- [Text]:
How to Measure the Factual Knowledge of Large Language Models


Large Language Models have gathered a lot of appreciation for their super amazing capabilities. They are able to imitate humans and generate content just like a human would do. Pre-trained large language models (LLMs), such as ChatGPT and LLaMA, have demonstrated astounding aptitudes for understanding the material and responding to frequent queries. Several studies have demonstrated their aptitude for internalizing knowledge and responding to inquiries. Though LLMs have significantly advanced, they frequently lack a sophisticated understanding of domain-specific nuances and are prone to producing incorrect information, known as hallucinations. This highlights the significant obstacles to improving LLM accuracy and reducing the incidence of hallucinating responses.

Discussion related to LLMs has majorly focused on three main areas, which are reducing hallucinations in LLM-generated responses, improving the factual accuracy of LLMs, and speculating on whether LLMs might eventually replace Knowledge Graphs (KGs) as a means of storing world knowledge in a symbolic format. Recently, a team of researchers from Meta Reality Labs have opted for a fresh approach to answer these questions by attempting to determine how much information LLMs actually possess.

While answering the question of how well-versed LLMs are in terms of knowledge, the team has discussed two aspects. Firstly, it can be difficult to directly question the knowledge contained within an LLM at first. Even if the knowledge is already incorporated in the model’s parameters, hallucinations could be caused by a lack of knowledge or a malfunctioning generative model. The study suggests using correctness as a metric to roughly gauge the degree of knowledge within an LLM. This involves assessing the model’s ability to answer clear, accurate questions like “Where was basketball player Michael Jordan born?” The LLM is also asked to provide succinct responses and admit uncertainty by using the word ?unsure? when its confidence is low.

Secondly, there is no readily accessible benchmark that accurately reflects the diversity of user interests or the breadth of information in the world. Even the most comprehensive knowledge graphs show gaps in knowledge, particularly when it comes to less well-known facts. The query logs from major LLMs or search engines are not publicly available.

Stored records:
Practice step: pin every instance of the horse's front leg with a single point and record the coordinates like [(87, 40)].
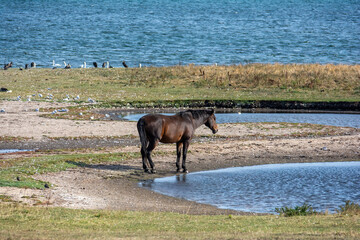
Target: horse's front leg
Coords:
[(151, 147), (178, 155), (143, 155), (185, 148)]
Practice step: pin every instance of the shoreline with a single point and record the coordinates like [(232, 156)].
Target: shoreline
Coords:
[(114, 185)]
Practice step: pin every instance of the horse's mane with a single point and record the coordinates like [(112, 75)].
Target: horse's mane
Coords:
[(196, 114)]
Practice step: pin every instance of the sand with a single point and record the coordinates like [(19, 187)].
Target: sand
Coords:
[(115, 185)]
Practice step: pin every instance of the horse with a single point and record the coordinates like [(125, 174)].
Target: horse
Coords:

- [Task set]:
(1) In the article on measuring LLM knowledge, what metric does the study suggest for roughly gauging how much knowledge an LLM holds?
(2) Summarize the article on measuring LLM knowledge in two sentences.
(3) Pick up the article on measuring LLM knowledge after its last sentence and continue it.
The listing has nothing to do with the article on measuring LLM knowledge.

- [Answers to the tasks]:
(1) Correctness.

(2) Although pre-trained LLMs such as ChatGPT and LLaMA answer queries impressively, they often miss domain-specific nuances and produce incorrect information known as hallucinations. Researchers from Meta Reality Labs set out to determine how much information LLMs actually possess, proposing correctness on clear factual questions as a rough measure while noting that no readily accessible benchmark reflects the breadth of world knowledge.

(3)
To address all the limitations, the team has introduced a benchmark they have created called “Head-to-Tail.” This benchmark consists of a collection of 18,000 question-answer (QA) pairs that have been divided into head, torso, and tail facts based on the popularity of their respective subjects. Different public familiarity levels are reflected in these categories. The team has created an automated evaluation method and a set of measures that closely reflect the breadth of knowledge that an LLM has competently assimilated in order to evaluate the knowledge maintained by LLMs.

The research’s core is the evaluation of 14 LLMs that are available to the general public. The results showed that existing LLMs still need to improve significantly in terms of perfecting their comprehension of factual data. This is especially true for information that falls within the torso-to-tail area and concerns less well-known organizations.

In conclusion, this research examines the factual knowledge of LLMs using a recently proposed benchmark and cutting-edge evaluation techniques. The work makes a substantial contribution to the continuing discussion regarding the dependability and prospective advancements of big language models in incorporating factual information by addressing significant research problems and outlining specific findings.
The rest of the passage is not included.